### Desafio A
No texto sobre séries de TV, que atividades são realizadas nos sofás?
### Desafio B
Indique se cada afirmação está de acordo com o texto sobre séries de TV, respondendo sim ou não e citando o trecho decisivo:
(i) Um dos maiores prazeres mencionados é chegar em casa depois de um dia puxado no trabalho.
(ii) Temos dedicado cada vez menos tempo às séries de TV.
(iii) Nenhum outro formato narrativo tem capturado tanto a atenção das pessoas quanto a safra recente de seriados norte-americanos.
### Desafio C
Prossiga a redação do texto sobre séries de TV a partir do ponto em que ele termina.

··· Texto

Desligue a televisão (ou o computador) e vá dormir

Por Tiago Ramos

Se você for minimamente parecido comigo, um dos maiores prazeres da sua vida é chegar em casa depois de um dia puxado no trabalho. Nossos sofás, fieis escudeiros. São neles, afinal, que realizamos nossas leituras, jogamos nossos games e assistimos televisão. No tocante a esta última atividade, você talvez já tenha percebido que temos dedicado cada vez mais tempo às séries de TV. Se observarmos a evolução dos interesses da cultura pop no milênio atual, chegaremos à inevitável conclusão de que nenhum outro formato narrativo tem capturado tanto a atenção das pessoas quanto a safra recente de seriados norte-americanos.

······
··· Listagem fornecida

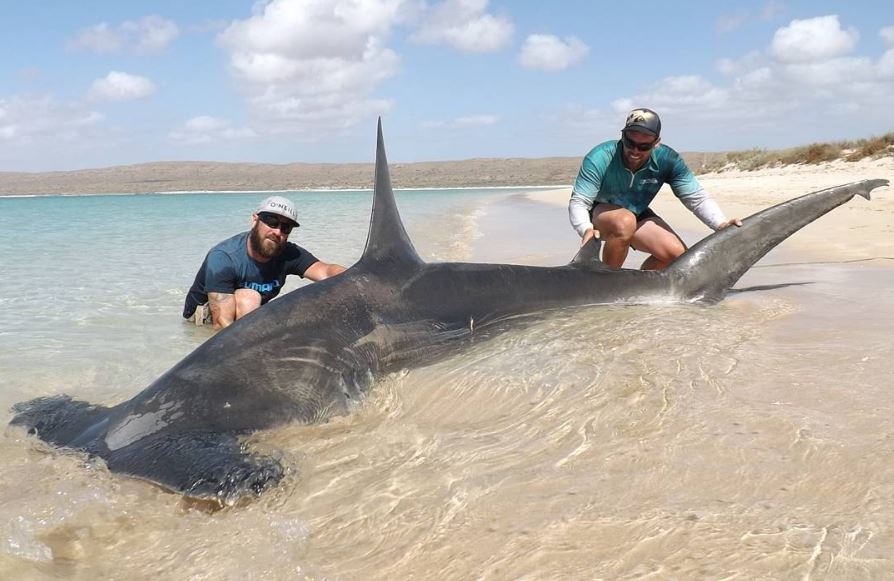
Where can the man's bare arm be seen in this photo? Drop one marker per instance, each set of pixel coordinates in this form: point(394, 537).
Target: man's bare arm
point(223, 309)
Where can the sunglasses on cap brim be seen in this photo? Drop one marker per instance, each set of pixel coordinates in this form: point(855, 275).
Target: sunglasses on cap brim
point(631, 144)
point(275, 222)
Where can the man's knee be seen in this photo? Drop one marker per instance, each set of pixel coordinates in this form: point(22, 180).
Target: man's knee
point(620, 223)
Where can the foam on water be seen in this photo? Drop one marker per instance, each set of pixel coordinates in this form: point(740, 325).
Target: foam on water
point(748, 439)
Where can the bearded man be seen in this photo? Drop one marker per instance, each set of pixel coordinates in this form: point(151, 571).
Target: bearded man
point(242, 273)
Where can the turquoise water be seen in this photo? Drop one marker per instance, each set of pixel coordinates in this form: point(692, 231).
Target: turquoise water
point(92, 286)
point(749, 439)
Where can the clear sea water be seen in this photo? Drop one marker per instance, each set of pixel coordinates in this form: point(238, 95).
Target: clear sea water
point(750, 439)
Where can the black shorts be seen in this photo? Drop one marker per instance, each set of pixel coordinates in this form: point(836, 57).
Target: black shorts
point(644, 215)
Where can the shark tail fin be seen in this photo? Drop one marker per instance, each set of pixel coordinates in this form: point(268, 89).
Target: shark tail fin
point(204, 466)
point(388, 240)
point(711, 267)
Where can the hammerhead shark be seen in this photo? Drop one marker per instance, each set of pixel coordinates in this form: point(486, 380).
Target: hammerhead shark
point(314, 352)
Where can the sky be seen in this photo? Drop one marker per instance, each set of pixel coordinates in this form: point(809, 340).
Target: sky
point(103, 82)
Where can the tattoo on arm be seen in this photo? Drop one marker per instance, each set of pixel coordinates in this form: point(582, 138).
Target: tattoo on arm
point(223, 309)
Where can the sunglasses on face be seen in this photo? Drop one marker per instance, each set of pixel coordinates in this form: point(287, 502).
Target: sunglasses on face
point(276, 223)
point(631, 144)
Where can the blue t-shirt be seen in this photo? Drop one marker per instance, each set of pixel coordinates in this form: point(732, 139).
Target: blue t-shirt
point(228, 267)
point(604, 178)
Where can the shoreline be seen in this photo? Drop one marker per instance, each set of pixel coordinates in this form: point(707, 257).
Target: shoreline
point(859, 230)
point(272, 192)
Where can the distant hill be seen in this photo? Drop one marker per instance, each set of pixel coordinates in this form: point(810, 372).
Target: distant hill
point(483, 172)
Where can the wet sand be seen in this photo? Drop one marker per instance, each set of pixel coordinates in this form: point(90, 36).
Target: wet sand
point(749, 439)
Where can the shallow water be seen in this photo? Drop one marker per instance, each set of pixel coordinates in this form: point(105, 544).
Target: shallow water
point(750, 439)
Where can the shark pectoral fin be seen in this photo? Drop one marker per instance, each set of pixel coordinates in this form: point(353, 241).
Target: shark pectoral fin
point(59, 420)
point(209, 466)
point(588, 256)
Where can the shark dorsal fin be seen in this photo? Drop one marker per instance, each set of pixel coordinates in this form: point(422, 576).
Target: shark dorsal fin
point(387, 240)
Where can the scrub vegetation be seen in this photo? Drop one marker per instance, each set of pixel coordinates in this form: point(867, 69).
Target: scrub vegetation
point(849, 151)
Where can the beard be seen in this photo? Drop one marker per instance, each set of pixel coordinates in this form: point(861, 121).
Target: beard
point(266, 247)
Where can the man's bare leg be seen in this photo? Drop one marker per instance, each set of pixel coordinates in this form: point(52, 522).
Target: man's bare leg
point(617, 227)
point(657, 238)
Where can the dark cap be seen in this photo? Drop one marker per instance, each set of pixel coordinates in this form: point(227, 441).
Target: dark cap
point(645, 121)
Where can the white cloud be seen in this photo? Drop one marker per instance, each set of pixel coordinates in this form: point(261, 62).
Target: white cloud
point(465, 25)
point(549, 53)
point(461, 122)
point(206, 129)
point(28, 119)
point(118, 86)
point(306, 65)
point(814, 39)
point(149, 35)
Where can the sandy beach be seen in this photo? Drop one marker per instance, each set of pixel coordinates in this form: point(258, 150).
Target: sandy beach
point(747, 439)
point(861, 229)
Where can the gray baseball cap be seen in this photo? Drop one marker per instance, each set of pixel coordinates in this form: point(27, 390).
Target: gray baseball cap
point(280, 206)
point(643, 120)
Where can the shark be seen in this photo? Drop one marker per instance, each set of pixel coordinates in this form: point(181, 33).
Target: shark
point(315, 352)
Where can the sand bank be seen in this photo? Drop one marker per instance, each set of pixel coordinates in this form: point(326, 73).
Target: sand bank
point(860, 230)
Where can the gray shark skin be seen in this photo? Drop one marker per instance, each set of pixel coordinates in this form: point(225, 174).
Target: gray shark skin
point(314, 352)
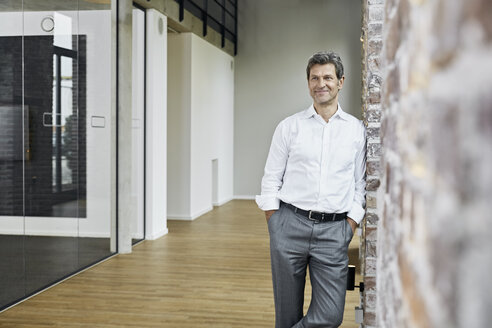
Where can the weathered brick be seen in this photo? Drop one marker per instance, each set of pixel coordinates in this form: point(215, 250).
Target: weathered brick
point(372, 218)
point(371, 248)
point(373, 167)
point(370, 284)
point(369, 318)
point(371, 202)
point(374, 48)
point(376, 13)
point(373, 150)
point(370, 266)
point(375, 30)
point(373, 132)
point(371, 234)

······
··· Listagem fornecida

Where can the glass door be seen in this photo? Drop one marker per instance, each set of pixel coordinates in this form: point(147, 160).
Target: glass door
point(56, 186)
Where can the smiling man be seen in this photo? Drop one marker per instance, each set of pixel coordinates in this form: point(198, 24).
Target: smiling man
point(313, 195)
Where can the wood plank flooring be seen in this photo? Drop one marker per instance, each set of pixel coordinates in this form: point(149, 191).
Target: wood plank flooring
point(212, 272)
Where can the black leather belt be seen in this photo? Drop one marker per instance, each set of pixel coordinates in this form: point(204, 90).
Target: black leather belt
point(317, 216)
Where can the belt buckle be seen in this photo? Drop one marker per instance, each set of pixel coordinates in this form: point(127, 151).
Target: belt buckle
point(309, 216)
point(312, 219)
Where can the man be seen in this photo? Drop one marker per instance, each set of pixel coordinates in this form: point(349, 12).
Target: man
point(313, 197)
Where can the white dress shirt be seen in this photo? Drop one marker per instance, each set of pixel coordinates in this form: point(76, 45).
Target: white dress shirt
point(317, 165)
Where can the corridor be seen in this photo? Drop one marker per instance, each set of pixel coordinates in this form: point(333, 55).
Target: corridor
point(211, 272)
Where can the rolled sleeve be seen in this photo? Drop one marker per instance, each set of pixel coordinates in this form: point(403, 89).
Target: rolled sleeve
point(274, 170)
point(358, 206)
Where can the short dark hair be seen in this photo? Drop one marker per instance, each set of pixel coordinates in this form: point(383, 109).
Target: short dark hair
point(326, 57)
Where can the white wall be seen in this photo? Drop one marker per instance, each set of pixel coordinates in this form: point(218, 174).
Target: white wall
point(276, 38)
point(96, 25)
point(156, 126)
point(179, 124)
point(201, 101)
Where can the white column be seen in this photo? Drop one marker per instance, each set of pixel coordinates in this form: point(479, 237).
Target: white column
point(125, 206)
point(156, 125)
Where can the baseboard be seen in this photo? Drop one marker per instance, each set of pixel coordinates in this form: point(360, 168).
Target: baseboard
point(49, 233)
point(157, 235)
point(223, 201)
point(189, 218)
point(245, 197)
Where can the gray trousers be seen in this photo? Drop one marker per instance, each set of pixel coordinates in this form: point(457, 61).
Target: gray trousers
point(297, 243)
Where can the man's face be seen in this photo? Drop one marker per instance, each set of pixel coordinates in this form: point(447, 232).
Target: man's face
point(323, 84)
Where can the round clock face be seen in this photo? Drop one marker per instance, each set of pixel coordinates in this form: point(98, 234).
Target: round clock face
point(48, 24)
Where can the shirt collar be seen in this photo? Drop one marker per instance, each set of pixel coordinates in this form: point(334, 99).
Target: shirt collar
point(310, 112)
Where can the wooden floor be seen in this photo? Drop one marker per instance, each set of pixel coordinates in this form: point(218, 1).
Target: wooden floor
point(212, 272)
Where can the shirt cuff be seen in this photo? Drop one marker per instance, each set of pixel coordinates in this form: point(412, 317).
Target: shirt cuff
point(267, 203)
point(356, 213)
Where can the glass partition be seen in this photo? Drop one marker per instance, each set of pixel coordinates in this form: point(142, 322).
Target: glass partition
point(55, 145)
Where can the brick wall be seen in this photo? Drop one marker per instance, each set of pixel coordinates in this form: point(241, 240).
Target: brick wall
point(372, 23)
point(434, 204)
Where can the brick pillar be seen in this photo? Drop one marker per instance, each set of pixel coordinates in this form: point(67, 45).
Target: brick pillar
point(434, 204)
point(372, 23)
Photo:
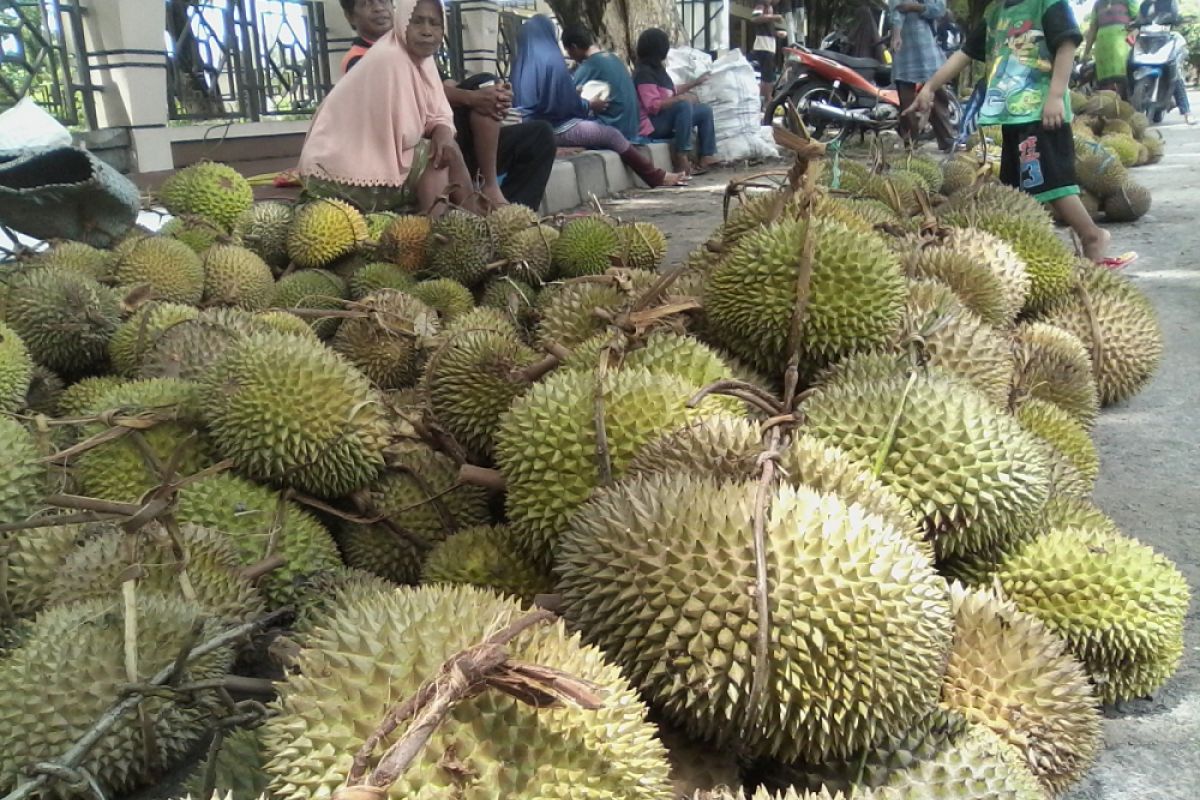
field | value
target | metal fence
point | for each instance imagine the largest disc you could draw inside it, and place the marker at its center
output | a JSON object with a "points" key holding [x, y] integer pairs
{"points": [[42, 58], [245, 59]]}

······
··· Listagem fornecida

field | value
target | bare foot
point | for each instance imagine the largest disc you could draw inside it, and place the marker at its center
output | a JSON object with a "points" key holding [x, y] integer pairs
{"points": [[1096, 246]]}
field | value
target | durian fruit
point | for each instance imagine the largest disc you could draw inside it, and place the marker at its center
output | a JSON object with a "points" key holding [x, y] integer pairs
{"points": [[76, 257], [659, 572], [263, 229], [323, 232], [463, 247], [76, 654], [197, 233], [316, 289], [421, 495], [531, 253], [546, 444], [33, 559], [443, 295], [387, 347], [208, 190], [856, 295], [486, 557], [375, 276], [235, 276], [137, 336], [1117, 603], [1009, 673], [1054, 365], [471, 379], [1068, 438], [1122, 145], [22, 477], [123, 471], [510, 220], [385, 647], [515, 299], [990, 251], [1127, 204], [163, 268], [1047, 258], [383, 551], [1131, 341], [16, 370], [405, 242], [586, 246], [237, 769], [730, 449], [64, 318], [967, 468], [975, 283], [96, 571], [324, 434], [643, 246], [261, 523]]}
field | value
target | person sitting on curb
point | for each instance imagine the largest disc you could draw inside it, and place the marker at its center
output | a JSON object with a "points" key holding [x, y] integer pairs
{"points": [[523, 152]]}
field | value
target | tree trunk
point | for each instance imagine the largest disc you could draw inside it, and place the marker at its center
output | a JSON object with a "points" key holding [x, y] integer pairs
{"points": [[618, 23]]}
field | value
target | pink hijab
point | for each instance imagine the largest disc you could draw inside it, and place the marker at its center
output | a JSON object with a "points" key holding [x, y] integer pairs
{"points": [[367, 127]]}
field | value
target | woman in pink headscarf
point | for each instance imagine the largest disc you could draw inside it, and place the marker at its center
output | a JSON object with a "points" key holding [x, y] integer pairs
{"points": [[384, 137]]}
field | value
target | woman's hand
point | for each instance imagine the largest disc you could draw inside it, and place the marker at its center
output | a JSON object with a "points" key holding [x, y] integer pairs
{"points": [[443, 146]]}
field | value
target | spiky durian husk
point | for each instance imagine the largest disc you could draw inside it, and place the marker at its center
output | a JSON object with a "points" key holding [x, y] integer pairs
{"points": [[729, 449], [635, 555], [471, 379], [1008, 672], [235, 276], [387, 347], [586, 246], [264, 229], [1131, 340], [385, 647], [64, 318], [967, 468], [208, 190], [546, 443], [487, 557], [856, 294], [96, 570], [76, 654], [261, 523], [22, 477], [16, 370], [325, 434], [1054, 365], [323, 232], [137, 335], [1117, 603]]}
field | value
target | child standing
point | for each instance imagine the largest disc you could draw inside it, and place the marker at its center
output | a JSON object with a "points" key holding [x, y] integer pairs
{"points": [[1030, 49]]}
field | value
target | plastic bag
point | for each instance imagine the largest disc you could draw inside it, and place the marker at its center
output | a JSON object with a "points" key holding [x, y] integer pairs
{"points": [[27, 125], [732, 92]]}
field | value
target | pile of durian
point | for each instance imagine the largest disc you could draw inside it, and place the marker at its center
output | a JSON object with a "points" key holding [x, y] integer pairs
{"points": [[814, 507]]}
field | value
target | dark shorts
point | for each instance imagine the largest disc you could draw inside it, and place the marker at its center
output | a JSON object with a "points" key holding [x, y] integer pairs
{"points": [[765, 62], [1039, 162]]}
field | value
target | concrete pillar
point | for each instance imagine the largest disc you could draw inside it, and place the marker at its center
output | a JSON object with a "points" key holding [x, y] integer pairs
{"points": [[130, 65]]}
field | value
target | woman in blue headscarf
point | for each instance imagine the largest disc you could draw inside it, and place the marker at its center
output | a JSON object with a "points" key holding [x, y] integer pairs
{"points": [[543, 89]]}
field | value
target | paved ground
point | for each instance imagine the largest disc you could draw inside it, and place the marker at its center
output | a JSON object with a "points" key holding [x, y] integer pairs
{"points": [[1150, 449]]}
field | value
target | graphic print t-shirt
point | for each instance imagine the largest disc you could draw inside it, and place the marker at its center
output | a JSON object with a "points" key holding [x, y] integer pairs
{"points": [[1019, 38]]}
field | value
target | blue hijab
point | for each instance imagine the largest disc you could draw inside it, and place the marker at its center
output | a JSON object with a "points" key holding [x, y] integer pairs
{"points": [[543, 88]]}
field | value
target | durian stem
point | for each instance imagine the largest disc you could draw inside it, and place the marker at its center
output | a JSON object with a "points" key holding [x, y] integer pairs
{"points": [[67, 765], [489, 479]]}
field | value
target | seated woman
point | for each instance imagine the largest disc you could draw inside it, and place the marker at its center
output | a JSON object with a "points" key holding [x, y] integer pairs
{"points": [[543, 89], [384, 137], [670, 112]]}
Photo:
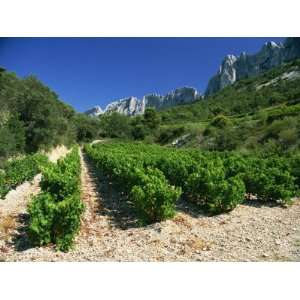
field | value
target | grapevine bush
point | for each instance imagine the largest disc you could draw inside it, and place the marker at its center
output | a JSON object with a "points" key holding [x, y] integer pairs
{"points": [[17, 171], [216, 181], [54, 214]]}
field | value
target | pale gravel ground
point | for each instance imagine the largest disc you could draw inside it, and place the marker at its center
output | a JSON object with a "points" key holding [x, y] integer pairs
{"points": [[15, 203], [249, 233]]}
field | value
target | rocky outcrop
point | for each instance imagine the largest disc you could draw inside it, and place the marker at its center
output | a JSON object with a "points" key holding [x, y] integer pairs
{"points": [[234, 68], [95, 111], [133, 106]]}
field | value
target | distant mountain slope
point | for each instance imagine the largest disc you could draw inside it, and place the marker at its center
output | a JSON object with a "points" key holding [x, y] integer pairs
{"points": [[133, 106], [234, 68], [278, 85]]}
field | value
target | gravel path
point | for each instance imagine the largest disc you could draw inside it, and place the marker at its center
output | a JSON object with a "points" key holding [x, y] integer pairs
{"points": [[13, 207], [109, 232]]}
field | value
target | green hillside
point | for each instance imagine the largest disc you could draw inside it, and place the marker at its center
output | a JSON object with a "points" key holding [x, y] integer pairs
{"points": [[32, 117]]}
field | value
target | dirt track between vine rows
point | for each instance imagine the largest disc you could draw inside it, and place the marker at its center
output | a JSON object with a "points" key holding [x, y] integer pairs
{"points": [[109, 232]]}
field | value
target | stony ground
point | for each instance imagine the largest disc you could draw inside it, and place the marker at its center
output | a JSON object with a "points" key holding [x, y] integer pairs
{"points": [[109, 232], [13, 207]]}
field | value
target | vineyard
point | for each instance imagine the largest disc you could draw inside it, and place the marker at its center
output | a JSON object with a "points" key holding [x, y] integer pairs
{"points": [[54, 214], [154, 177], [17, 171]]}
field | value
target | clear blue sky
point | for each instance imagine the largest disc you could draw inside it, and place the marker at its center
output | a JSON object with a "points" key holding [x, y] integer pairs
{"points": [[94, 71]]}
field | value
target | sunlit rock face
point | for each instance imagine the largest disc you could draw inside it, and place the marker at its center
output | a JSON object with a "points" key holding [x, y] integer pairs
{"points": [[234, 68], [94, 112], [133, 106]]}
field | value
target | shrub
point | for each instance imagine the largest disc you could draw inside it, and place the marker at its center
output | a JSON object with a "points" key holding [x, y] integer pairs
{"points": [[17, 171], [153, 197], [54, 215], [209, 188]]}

······

### Resposta A
Leituras, games e assistir televisão.

### Resposta B
(i) Sim: "um dos maiores prazeres da sua vida é chegar em casa depois de um dia puxado no trabalho".
(ii) Não: "temos dedicado cada vez mais tempo às séries de TV".
(iii) Sim: "nenhum outro formato narrativo tem capturado tanto a atenção das pessoas quanto a safra recente de seriados norte-americanos".

### Resposta C
Ao mesmo tempo em que consumimos cada vez mais histórias contadas em capítulos, paradoxalmente agimos de maneira a minimizar o aspecto serial que tanto nos fascina. Olhe para si mesmo: quantas vezes você não foi dormir mais tarde do que de costume para “ver só mais um episódio”? Quantas vezes aquela surpresa logo antes dos créditos finais tornou impossível esperar pelo dia ou semana seguintes? Seria essa, porém, a melhor experiência que os programas podem nos proporcionar? Na mesma medida em que as séries vêm experimentando um boom de popularidade desde meados da década passada, parecemos ter nos esquecido dos prazeres escondidos na angústia da espera pelo que vem a seguir.

As melhores narrativas sempre levam em conta as limitações e virtudes de seus formatos, de modo a melhor explorar suas características inerentes. A boa história serial também possui mecanismos e encantos próprios. Vejamos: apesar de fazer parte de algo maior, cada capítulo deve proporcionar uma experiência satisfatória por si só, com início, meio e fim bem definidos. O episódio deve ser coerente com o que veio antes, ao mesmo tempo em que prepara o terreno para os próximos passos do enredo.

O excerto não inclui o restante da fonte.